§ **What to do**
Retype every one of the following items line for line, changing nothing.
— START Records supplied —
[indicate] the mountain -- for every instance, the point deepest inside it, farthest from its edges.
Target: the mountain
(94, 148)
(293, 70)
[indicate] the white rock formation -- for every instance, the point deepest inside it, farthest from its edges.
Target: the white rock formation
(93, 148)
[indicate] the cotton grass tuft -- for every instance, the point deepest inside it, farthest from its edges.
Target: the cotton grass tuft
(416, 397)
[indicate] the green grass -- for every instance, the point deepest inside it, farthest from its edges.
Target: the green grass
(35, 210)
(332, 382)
— END Records supplied —
§ **Worked answer**
[indicate] the mountain -- for every instance, the point deepest inside it, farthest from its edges.
Target: the mountain
(94, 148)
(293, 70)
[indicate] the white rock formation -- for every instance, the point deepest inside it, farthest from its edges.
Target: the white rock formation
(93, 148)
[indicate] the cotton grass tuft -- for every instance, the point deepest inside it, farthest from its edges.
Target: the cotton grass tuft
(416, 397)
[indicate] the green grass -- for every instance, the point deepest inside it, farthest from its edges.
Target: the green grass
(35, 210)
(332, 382)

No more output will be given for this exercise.